## Prompt
Gather every line in the data below that contains the word "stalk", and copy each one out in full.

## Position identification records
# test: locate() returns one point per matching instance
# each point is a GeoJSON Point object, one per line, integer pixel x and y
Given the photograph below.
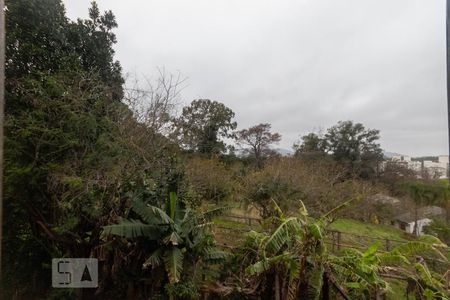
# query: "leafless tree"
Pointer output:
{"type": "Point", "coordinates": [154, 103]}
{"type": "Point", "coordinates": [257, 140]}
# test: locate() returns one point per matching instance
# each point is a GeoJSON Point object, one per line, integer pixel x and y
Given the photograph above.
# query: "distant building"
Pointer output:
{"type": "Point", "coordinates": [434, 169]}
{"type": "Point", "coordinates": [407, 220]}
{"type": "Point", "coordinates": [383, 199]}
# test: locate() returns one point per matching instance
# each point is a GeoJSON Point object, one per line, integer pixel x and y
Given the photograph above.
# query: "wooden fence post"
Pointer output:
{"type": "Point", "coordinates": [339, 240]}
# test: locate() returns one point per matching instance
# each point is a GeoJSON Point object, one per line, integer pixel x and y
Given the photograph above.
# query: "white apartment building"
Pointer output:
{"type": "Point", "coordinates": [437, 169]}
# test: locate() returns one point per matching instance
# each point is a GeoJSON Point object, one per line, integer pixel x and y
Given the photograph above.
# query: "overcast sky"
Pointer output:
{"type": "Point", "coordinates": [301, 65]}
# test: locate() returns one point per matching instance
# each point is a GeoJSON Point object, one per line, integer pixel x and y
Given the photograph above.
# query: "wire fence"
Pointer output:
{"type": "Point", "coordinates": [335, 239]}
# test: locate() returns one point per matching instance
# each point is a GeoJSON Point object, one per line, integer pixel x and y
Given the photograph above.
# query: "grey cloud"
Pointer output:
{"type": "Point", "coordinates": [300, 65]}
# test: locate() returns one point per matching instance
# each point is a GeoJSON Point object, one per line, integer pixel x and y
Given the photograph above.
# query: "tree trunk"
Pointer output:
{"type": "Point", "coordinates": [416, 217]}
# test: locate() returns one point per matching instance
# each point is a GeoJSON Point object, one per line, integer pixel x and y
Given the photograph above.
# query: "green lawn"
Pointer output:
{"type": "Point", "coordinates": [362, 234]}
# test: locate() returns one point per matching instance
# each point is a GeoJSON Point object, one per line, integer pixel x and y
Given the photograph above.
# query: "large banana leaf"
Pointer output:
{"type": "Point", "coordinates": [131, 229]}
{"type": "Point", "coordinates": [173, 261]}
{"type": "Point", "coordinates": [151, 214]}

--

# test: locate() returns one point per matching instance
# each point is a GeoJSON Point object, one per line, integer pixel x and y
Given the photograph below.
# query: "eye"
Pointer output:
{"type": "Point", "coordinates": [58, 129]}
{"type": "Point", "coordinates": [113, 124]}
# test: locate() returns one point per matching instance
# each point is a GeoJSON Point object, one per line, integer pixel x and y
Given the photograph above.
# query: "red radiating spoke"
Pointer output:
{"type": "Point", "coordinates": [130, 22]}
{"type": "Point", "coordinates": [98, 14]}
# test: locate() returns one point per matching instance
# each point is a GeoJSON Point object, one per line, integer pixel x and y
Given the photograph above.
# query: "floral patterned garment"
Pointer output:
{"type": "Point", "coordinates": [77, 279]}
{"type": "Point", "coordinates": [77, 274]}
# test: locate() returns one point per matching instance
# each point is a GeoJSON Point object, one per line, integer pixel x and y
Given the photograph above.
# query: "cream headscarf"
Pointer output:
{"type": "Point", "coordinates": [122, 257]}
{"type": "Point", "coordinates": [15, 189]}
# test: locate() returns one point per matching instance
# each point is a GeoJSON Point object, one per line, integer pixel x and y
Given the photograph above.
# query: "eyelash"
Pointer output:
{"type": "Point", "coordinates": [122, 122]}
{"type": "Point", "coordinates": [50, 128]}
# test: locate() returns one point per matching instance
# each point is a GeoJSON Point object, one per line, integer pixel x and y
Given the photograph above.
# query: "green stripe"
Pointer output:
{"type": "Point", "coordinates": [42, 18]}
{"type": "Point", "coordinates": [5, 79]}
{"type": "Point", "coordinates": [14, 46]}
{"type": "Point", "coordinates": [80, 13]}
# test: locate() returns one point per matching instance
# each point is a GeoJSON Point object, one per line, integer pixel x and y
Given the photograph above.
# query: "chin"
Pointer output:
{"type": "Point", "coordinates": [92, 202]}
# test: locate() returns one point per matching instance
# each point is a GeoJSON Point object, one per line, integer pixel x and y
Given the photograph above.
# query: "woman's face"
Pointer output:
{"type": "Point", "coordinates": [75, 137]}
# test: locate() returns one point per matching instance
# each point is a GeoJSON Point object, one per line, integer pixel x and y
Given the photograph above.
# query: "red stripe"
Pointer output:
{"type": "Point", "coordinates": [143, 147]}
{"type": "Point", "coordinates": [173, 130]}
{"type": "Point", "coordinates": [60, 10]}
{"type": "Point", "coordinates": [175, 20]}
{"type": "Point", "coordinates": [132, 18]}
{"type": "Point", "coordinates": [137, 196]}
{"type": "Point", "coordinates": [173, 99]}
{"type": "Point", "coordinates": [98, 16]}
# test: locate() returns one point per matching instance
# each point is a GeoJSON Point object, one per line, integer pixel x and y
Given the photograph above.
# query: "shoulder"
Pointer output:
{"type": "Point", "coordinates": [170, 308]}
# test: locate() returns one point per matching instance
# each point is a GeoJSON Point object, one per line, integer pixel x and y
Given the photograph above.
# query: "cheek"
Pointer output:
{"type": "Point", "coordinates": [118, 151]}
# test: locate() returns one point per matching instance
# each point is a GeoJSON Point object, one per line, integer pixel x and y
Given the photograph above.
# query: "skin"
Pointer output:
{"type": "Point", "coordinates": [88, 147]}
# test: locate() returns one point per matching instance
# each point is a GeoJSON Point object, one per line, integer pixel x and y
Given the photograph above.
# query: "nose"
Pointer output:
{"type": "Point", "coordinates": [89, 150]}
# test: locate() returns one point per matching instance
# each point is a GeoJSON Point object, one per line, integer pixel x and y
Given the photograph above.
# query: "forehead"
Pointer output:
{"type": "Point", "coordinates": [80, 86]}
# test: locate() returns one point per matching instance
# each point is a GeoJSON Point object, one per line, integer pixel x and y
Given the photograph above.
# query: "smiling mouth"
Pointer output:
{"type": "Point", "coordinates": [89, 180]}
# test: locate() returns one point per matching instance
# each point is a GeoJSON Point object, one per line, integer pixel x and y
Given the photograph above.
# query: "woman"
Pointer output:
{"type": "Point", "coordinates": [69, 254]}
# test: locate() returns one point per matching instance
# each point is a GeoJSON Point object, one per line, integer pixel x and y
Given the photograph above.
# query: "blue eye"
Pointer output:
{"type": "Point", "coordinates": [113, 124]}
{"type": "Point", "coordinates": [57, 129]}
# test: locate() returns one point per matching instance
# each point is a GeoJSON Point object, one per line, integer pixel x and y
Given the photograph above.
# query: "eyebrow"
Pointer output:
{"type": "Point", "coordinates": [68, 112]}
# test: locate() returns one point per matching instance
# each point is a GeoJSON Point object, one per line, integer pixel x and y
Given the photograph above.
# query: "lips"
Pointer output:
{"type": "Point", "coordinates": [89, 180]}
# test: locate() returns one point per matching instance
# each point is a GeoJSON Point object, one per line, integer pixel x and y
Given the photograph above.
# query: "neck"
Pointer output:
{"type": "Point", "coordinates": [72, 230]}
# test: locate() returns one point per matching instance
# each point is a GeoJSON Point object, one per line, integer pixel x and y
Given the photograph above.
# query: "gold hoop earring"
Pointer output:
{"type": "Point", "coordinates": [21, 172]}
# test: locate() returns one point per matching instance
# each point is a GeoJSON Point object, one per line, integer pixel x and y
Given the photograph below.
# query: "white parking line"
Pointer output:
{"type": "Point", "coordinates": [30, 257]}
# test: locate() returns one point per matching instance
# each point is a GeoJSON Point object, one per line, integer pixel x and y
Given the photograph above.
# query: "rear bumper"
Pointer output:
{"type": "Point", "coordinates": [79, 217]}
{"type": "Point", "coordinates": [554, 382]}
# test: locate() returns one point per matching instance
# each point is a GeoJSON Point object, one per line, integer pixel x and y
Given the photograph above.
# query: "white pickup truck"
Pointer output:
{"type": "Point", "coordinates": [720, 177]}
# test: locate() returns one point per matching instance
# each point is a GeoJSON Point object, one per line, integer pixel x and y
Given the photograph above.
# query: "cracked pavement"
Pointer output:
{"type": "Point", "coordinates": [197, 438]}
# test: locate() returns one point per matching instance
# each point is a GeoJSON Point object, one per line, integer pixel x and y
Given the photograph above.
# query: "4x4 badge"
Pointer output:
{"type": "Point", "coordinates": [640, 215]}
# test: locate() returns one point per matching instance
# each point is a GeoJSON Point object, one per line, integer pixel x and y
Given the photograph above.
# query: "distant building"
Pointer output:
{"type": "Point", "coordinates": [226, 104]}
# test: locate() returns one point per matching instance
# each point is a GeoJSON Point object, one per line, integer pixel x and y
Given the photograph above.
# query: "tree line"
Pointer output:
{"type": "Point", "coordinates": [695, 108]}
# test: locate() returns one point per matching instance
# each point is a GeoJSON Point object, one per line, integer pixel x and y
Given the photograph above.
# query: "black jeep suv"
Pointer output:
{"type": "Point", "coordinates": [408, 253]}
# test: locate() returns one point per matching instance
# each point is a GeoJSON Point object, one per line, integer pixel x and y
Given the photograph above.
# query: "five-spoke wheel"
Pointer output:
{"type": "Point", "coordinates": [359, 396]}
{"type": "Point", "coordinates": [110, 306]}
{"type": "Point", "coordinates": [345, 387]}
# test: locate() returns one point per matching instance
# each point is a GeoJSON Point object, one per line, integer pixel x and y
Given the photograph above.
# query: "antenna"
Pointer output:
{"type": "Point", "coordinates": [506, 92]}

==

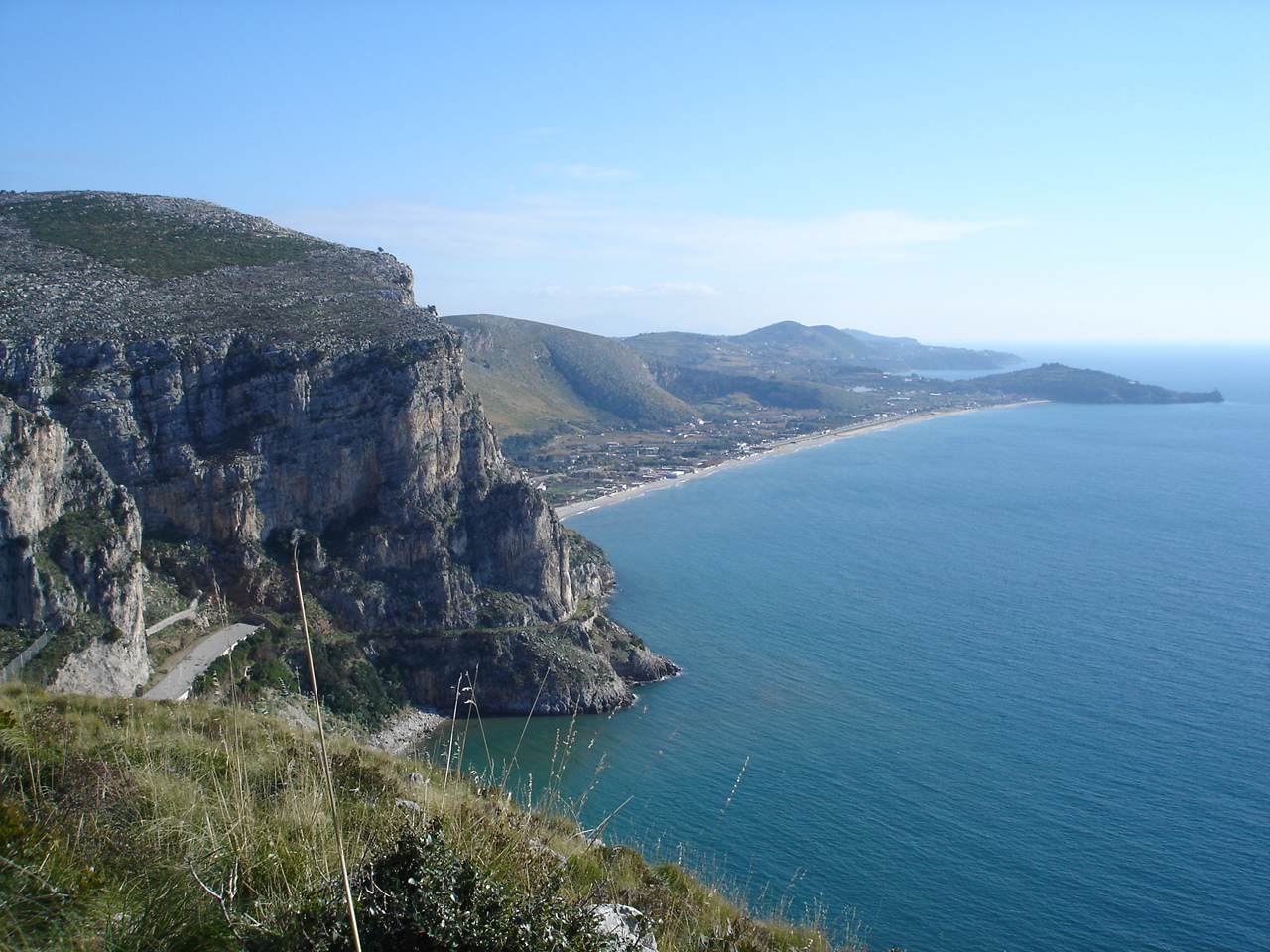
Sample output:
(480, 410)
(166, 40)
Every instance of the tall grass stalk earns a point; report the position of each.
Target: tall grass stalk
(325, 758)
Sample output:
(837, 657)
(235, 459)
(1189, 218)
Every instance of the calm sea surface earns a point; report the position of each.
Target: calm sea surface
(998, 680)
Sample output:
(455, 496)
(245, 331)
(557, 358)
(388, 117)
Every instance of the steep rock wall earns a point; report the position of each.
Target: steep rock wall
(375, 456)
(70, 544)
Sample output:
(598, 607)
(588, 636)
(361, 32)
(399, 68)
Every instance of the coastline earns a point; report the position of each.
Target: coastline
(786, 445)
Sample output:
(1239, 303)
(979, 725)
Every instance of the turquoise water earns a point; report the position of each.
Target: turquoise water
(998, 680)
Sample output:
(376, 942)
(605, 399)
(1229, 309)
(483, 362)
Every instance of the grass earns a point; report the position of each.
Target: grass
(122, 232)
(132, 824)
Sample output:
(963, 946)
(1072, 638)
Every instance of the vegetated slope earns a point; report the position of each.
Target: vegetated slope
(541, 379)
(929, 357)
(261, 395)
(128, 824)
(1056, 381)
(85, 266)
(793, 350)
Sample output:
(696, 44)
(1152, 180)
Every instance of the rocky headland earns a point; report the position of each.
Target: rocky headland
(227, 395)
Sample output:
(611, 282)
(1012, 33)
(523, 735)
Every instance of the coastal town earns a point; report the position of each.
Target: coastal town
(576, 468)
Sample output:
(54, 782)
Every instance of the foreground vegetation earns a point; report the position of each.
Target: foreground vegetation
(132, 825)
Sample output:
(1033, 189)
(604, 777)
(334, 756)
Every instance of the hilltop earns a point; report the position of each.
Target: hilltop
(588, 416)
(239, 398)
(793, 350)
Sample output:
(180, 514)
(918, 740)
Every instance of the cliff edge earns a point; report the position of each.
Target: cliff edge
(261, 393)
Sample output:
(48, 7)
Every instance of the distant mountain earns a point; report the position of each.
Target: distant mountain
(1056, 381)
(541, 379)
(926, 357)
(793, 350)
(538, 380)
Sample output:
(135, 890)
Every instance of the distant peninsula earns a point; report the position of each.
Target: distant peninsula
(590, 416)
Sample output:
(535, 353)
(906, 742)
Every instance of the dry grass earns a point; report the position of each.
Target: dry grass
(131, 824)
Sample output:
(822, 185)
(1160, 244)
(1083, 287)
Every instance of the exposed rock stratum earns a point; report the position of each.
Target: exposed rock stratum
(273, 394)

## Worked solution
Every instance of the tall grass stalk earns a point; report the position of each.
Target: tall grass stalk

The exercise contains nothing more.